"""

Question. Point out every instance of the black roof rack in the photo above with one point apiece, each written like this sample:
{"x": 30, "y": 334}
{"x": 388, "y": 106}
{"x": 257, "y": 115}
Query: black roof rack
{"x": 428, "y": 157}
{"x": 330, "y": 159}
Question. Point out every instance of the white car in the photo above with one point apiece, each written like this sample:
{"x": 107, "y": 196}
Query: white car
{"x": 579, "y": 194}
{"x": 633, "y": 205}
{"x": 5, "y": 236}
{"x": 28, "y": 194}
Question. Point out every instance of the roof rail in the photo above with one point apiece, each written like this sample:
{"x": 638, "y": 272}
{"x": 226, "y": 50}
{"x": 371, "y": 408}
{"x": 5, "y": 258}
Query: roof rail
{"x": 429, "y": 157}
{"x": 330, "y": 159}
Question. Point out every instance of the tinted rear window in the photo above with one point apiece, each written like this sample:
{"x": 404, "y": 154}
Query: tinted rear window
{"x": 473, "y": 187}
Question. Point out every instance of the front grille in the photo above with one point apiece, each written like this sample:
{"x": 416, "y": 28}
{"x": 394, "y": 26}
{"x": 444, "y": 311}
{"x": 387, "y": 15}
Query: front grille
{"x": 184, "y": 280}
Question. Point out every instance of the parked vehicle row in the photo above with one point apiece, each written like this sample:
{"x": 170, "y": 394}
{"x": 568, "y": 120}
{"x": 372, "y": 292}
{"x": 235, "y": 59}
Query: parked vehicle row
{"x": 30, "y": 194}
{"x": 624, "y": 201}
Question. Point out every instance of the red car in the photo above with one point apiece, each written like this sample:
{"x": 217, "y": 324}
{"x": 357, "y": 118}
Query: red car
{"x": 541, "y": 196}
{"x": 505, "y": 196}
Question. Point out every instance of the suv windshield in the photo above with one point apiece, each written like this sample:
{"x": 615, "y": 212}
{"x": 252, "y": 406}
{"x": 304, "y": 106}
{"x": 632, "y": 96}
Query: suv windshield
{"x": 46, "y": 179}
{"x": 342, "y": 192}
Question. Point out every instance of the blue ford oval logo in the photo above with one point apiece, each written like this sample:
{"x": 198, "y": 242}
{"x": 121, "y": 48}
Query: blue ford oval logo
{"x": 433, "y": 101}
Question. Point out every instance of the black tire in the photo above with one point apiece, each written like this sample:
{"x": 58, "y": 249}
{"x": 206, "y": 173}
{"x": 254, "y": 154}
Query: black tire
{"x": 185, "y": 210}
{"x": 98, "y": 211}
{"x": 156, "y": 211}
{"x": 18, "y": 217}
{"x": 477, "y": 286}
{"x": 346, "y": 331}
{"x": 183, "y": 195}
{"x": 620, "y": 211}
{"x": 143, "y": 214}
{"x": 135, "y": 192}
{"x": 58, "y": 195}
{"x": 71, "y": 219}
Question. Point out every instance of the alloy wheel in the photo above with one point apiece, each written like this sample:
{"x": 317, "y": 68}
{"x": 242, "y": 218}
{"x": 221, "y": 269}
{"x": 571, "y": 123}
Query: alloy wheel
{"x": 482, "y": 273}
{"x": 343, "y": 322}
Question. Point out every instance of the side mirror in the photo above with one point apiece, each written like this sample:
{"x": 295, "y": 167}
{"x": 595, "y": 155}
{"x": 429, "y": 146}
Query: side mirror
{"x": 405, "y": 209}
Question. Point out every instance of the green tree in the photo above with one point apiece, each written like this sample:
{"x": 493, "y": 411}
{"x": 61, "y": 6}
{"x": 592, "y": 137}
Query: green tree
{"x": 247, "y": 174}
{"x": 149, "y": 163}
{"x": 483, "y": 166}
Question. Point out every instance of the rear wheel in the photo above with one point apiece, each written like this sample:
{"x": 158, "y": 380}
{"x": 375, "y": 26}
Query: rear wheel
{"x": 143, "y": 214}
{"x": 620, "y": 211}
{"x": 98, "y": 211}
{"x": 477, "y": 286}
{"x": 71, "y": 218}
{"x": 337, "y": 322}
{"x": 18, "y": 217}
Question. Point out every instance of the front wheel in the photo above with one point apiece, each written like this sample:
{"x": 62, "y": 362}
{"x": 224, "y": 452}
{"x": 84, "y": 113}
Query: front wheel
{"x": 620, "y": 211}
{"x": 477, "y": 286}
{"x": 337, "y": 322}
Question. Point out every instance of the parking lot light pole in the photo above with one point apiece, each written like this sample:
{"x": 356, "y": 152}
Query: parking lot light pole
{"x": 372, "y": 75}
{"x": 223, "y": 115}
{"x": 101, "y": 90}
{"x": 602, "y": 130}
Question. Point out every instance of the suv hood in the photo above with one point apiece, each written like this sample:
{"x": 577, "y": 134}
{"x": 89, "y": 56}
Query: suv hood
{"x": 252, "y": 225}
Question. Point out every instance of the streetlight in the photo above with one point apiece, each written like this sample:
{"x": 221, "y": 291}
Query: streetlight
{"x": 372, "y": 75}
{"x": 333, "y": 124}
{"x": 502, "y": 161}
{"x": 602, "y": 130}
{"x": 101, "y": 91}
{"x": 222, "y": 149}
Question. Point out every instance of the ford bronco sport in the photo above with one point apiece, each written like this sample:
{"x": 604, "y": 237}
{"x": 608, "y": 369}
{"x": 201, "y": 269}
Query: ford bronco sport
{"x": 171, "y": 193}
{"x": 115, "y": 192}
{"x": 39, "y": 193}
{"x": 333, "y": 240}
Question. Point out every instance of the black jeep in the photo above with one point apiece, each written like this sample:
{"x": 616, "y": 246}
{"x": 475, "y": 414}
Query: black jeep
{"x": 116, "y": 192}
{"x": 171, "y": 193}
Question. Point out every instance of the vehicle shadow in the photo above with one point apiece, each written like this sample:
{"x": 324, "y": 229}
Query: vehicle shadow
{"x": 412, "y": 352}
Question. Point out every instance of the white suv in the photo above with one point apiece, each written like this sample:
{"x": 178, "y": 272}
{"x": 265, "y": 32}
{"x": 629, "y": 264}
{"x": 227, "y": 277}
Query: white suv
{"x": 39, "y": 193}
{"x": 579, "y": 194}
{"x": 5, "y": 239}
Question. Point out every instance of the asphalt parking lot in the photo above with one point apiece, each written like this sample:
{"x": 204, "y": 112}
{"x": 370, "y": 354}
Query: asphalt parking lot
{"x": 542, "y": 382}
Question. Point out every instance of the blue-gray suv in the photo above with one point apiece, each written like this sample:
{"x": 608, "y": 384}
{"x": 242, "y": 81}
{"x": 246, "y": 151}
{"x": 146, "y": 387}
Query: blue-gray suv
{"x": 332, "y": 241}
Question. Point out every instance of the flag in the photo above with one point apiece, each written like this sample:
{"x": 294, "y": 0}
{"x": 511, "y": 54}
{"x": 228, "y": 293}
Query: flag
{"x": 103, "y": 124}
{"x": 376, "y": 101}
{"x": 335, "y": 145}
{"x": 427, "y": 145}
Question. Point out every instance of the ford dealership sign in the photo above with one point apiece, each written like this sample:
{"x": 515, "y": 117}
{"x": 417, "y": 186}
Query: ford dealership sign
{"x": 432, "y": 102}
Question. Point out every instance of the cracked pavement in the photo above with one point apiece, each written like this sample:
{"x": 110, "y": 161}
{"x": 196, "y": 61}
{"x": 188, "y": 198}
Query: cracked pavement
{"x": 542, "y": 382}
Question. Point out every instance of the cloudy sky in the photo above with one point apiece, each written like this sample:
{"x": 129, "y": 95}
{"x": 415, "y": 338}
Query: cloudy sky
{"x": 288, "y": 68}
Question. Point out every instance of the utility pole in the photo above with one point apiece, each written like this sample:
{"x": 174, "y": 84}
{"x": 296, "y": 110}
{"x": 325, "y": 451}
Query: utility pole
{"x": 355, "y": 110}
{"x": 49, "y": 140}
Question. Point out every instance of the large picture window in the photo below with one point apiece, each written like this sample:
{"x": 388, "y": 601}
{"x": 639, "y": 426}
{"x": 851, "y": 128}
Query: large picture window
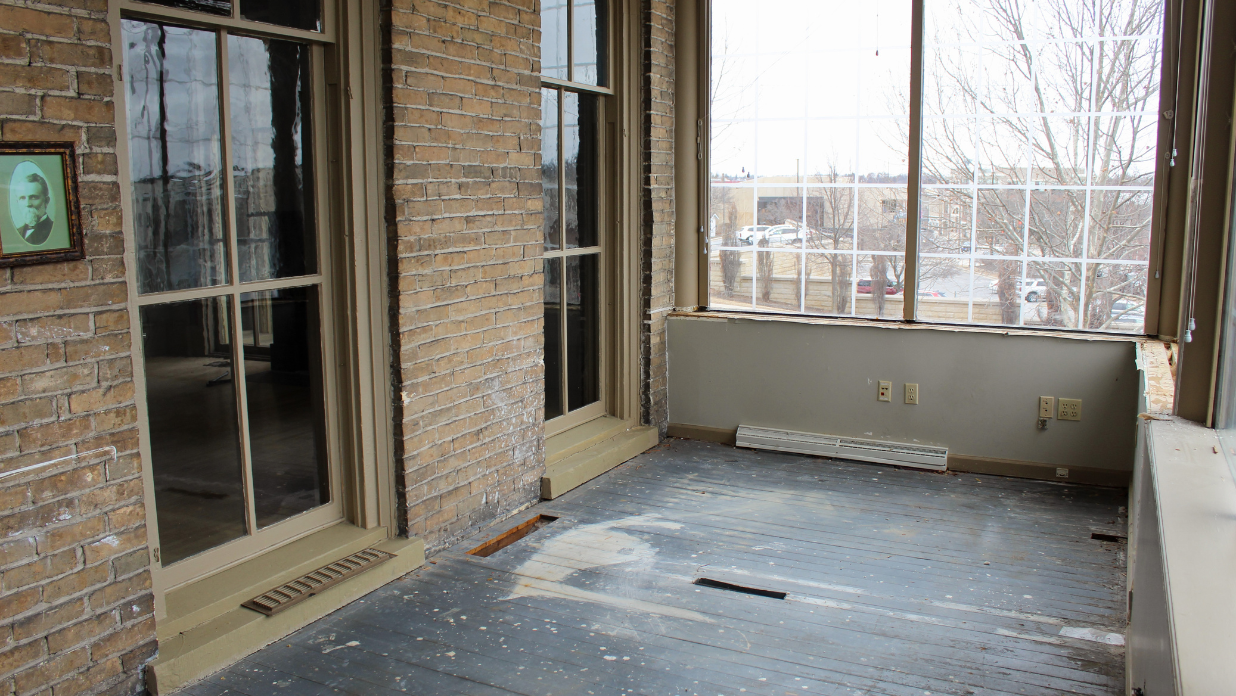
{"x": 1031, "y": 167}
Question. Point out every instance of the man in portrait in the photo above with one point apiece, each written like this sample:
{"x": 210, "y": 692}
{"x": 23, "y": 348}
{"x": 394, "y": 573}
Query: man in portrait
{"x": 32, "y": 195}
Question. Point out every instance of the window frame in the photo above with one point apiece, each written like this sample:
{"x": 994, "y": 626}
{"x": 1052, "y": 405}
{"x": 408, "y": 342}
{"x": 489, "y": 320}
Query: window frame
{"x": 349, "y": 276}
{"x": 1166, "y": 218}
{"x": 607, "y": 225}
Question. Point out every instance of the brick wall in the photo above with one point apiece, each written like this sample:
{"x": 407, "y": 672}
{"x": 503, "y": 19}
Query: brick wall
{"x": 464, "y": 148}
{"x": 656, "y": 195}
{"x": 76, "y": 605}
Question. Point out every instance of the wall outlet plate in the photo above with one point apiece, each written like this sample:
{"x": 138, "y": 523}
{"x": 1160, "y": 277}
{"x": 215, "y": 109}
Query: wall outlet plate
{"x": 1046, "y": 407}
{"x": 885, "y": 393}
{"x": 1070, "y": 409}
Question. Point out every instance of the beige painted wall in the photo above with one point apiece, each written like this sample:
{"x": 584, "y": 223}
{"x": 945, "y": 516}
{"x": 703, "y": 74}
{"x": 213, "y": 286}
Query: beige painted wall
{"x": 978, "y": 391}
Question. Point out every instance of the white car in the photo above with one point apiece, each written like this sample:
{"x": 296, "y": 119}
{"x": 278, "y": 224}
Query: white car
{"x": 752, "y": 234}
{"x": 1033, "y": 289}
{"x": 784, "y": 234}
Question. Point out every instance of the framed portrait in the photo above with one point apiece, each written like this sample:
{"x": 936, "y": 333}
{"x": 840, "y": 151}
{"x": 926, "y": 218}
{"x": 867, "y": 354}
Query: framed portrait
{"x": 40, "y": 221}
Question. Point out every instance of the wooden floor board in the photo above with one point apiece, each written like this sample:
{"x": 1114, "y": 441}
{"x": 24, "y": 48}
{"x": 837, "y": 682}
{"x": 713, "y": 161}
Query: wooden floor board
{"x": 886, "y": 591}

"""

### Exercise goal
Write out the items above word for word, starting at the line that contains "Question. Point out every instance of the framed" and continuing through the end of the items, both included.

### Expected answer
Question. Point out every instance of the framed portrait in the photo above with one point apiece, each written like this sample:
{"x": 936, "y": 333}
{"x": 840, "y": 151}
{"x": 926, "y": 218}
{"x": 867, "y": 354}
Query: framed portrait
{"x": 40, "y": 221}
Question. Point out every instance of the wooden floor board in the photo above with one point apiece, each written like this sample:
{"x": 1114, "y": 441}
{"x": 24, "y": 48}
{"x": 837, "y": 682}
{"x": 713, "y": 161}
Query: wooden floor board
{"x": 886, "y": 591}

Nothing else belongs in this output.